Action requise A
D'après l'extrait du document, depuis combien de temps Véronique Clette-Gakuba travaille-t-elle sur les liens entre négrophobie, art et culture ?

Entretien avec Véronique Clette Gakuba

Photo de la performance "PeoPL" de Laura Nsengiyumva prise le 6 octobre 2018
 Photo : Daan Broos Performance "PeoPL" de Laura Nsengiyumva, 6 octobre 2018

Même s’ils se penchent sur la ques­tion déco­lo­niale depuis plu­sieurs années, les champs cultu­rels et artis­tiques res­tent en Bel­gique tra­ver­sés par l’histoire et les rap­ports post­co­lo­niaux. La socio­logue Véro­nique Clette-Gaku­ba, cher­cheuse à l’ULB (centres METICES et CAC) et à l’UMons tra­vaille depuis 10 ans sur les liens entre négro­pho­bie, art et culture. Dans ses ana­lyses, elle met en lumière la colo­nia­li­té des milieux cultu­rels belges et la manière dont les résis­tances noires s’y jouent. Retour sur les « espaces blancs » que sont trop sou­vent les ins­ti­tu­tions cultu­relles. Et la manière dont les ima­gi­naires euro­cen­trés mettent les corps et les paroles des per­sonnes noires, sur scène ou à l’écran, au ser­vice d’un white gaze qu’il s’agit de préserver.

En quoi les milieux culturels en Belgique constituent-ils majoritairement des « espaces blancs » et des lieux où peuvent s’exprimer des formes de colonialité ?

Les sphères cultu­relles en Bel­gique, enten­dues comme un ensemble très vaste et com­po­site, sont par­mi les endroits qui se sont le plus sai­sis de la ques­tion déco­lo­niale. Ils l’ont, dans une cer­taine mesure, adres­sée et ont ten­té de répondre à des reven­di­ca­tions des dites mino­ri­tés, par exemple en ouvrant des scènes. Néan­moins, de nom­breuses ins­ti­tu­tions cultu­relles res­tent des « espaces blancs » au sens où, dans leurs struc­tures internes, les postes impor­tants sont lar­ge­ment occu­pés par des per­sonnes blanches. Mais éga­le­ment, car ce sont des ins­ti­tu­tions qui, si elles ne subis­saient pas de pres­sion de la socié­té et des groupes mili­tants, ne se trans­for­me­raient pas d’elles-mêmes. Elles ne pro­duisent pas d’ef­forts depuis leur posi­tion blanche et pro­cèdent « comme d’ha­bi­tude » dans la manière de pen­ser la pro­gram­ma­tion, les recru­te­ments ou le public. C’est-à-dire qu’elles ne remettent pas en ques­tion leur blan­chi­té c’est-à-dire le fait qu’elles soient faites par les Blanc·hes pour les Blanc·hes.

Action requise B
Restituez en liste numérotée les lignes à traiter, de la première jusqu'à celle qui contient « box: [669, 0, 781, 111] » incluse, en omettant les lignes vides.

Lignes à traiter
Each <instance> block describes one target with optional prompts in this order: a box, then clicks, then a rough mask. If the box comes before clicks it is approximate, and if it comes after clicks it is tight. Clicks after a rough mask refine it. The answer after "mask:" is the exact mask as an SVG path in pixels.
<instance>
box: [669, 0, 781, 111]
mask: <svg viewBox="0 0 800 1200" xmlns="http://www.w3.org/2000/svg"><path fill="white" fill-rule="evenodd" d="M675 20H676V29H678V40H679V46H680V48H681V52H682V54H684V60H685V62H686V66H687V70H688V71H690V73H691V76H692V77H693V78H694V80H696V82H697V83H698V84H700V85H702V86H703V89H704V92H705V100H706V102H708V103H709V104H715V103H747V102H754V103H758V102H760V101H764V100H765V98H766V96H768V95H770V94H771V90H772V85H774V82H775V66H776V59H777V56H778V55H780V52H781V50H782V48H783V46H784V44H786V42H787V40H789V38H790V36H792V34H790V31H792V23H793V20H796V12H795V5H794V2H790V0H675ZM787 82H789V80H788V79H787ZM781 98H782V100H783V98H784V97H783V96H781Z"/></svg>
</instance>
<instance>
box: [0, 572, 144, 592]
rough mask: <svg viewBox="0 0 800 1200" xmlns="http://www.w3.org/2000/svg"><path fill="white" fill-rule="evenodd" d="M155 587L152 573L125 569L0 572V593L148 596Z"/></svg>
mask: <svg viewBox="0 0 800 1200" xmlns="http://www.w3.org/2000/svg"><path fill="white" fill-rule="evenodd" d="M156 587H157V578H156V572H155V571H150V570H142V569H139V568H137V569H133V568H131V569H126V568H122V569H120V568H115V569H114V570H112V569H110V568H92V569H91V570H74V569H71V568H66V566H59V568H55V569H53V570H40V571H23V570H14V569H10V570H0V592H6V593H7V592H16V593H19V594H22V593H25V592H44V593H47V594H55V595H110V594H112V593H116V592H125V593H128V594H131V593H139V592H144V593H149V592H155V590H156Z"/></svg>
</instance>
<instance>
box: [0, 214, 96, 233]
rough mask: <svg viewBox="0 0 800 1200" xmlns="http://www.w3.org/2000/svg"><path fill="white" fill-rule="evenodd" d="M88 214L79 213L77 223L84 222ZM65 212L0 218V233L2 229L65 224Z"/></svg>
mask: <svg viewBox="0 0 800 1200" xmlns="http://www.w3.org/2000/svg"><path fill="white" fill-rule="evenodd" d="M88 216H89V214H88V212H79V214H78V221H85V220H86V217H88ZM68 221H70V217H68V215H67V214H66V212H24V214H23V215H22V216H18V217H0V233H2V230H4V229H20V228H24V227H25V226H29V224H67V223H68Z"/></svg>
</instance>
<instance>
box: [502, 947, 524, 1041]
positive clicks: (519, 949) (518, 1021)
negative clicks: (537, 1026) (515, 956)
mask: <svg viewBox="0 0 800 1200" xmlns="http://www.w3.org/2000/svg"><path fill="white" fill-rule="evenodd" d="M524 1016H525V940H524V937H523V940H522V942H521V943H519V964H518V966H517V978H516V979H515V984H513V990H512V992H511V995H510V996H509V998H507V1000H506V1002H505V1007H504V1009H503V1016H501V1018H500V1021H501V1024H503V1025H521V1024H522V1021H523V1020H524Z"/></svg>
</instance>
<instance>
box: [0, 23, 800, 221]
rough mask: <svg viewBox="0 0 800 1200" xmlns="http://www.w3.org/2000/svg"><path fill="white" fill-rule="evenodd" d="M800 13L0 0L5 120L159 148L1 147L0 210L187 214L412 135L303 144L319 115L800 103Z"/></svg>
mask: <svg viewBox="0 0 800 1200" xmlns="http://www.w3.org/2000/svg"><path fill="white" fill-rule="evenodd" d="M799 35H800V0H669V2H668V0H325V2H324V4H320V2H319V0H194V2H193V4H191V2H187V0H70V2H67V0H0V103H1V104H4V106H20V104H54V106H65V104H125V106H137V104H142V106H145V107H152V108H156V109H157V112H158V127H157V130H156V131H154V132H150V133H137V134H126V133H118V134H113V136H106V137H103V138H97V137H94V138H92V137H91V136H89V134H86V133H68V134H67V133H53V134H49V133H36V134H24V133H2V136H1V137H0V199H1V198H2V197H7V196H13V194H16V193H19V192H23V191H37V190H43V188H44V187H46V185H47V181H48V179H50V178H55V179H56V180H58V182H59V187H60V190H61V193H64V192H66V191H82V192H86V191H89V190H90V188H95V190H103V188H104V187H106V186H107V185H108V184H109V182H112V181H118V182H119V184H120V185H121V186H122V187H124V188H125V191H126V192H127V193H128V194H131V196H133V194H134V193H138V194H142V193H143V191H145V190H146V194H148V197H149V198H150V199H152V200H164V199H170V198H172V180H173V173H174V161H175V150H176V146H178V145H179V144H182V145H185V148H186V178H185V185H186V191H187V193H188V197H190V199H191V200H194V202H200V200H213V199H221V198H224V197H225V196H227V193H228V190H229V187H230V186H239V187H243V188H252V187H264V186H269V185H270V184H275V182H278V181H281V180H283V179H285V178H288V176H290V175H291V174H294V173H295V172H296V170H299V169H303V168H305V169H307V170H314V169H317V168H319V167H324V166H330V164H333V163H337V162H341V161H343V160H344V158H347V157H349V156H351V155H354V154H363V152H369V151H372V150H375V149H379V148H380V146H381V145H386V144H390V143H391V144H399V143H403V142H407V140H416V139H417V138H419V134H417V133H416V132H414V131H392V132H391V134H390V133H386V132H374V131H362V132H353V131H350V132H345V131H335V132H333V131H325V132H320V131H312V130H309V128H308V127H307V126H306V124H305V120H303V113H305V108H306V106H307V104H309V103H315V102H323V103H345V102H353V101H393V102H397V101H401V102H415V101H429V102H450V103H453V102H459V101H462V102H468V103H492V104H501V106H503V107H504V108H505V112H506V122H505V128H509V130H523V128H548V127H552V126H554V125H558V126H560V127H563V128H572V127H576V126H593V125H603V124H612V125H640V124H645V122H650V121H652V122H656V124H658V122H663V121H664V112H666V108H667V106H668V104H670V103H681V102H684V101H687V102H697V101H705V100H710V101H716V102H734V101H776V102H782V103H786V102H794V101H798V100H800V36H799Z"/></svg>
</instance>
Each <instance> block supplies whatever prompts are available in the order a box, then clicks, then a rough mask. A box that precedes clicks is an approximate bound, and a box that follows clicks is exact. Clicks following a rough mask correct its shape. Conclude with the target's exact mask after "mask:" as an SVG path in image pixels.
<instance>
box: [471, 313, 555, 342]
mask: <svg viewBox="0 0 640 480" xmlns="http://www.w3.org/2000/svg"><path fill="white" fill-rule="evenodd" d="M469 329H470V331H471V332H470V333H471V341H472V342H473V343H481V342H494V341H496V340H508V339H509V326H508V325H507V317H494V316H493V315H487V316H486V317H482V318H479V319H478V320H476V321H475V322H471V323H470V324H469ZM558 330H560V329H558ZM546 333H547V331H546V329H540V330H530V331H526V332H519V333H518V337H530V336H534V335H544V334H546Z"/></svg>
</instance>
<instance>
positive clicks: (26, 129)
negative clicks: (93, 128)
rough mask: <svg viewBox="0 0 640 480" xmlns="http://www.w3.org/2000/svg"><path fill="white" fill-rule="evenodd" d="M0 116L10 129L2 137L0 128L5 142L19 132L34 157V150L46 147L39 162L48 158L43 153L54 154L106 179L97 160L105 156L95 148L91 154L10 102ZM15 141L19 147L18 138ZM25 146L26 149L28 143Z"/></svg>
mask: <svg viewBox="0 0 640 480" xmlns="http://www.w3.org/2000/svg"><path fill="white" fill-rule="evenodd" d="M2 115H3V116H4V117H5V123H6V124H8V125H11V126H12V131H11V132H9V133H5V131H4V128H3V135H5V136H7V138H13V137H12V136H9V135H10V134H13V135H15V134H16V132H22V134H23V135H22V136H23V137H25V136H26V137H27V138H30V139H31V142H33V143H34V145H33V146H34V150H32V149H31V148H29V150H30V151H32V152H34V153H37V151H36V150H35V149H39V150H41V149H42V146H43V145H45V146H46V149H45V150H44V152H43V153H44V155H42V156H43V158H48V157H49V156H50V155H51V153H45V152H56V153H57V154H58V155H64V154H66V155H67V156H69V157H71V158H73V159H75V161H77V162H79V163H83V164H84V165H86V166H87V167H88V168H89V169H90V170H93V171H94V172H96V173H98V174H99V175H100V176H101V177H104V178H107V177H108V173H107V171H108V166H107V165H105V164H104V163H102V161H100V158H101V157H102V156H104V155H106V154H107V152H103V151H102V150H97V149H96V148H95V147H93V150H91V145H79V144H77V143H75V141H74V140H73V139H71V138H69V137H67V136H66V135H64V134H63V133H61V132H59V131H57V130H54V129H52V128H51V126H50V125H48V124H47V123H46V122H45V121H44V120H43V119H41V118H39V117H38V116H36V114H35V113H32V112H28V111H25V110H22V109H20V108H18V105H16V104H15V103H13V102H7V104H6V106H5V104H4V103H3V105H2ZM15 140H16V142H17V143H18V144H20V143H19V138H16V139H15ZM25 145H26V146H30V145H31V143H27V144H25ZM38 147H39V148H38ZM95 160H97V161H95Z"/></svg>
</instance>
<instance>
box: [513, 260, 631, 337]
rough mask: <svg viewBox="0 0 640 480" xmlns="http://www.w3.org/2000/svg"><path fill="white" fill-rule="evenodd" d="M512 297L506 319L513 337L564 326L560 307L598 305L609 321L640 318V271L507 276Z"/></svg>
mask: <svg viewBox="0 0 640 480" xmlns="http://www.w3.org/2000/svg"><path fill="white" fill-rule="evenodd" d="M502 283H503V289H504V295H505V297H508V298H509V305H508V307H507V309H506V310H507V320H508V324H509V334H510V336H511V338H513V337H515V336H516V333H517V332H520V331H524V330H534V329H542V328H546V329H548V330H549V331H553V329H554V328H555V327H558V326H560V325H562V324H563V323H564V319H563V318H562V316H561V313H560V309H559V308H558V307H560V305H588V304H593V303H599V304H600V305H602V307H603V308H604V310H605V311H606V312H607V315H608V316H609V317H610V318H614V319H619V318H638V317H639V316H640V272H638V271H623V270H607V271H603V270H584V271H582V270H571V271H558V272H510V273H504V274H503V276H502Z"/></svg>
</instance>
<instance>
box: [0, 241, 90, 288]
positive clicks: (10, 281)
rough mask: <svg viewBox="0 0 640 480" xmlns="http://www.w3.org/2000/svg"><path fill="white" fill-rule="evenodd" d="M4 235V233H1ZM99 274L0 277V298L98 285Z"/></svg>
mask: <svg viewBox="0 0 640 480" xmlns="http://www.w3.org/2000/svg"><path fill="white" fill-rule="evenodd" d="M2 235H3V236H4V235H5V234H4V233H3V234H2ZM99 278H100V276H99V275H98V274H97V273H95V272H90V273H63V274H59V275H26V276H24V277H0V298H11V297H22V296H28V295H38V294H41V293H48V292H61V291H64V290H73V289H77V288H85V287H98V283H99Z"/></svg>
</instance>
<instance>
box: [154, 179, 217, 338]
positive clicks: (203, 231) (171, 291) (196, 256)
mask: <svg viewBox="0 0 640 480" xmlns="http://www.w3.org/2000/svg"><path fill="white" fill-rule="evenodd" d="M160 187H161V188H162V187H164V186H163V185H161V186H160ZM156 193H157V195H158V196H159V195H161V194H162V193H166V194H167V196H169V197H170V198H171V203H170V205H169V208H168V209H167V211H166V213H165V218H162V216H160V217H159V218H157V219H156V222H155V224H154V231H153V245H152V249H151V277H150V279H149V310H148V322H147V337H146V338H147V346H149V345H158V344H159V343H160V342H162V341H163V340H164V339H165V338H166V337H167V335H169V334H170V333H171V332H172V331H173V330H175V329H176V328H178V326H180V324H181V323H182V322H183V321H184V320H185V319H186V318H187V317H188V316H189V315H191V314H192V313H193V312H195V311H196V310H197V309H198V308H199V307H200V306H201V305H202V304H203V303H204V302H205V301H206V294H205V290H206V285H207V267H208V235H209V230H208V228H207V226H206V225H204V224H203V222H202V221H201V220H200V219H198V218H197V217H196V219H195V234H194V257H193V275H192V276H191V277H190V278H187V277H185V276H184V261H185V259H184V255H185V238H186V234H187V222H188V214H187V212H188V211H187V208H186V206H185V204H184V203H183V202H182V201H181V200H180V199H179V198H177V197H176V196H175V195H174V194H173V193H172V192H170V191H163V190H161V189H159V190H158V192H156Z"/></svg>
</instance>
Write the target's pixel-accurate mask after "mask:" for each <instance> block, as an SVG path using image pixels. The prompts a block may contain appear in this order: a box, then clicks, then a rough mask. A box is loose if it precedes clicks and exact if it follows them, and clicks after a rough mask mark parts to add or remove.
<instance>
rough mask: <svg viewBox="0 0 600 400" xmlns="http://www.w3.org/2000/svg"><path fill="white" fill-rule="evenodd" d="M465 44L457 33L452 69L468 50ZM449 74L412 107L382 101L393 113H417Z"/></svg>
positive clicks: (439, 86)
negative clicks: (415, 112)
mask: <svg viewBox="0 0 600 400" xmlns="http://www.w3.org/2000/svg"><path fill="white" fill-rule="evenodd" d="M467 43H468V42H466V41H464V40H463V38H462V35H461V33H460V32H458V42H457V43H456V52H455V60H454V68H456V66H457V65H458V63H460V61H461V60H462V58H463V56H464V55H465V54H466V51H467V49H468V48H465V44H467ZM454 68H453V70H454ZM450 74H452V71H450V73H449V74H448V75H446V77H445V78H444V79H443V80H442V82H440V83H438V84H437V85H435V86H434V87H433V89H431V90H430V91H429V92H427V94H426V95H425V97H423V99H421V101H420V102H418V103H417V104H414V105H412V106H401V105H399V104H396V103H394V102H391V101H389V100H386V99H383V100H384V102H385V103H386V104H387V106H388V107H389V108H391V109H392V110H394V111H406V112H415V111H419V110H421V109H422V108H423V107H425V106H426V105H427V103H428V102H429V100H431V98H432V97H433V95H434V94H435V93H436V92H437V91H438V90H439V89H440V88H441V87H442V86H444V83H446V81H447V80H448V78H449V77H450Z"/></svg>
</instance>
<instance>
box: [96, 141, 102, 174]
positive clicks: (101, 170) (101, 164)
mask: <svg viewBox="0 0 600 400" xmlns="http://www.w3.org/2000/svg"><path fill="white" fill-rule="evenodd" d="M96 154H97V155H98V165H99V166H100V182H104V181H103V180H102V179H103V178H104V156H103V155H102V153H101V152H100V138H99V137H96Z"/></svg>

Solution de l'exercice A
Depuis 10 ans.

Solution de l'exercice B
1. Each <instance> block describes one target with optional prompts in this order: a box, then clicks, then a rough mask. If the box comes before clicks it is approximate, and if it comes after clicks it is tight. Clicks after a rough mask refine it. The answer after "mask:" is the exact mask as an SVG path in pixels.
2. <instance>
3. box: [669, 0, 781, 111]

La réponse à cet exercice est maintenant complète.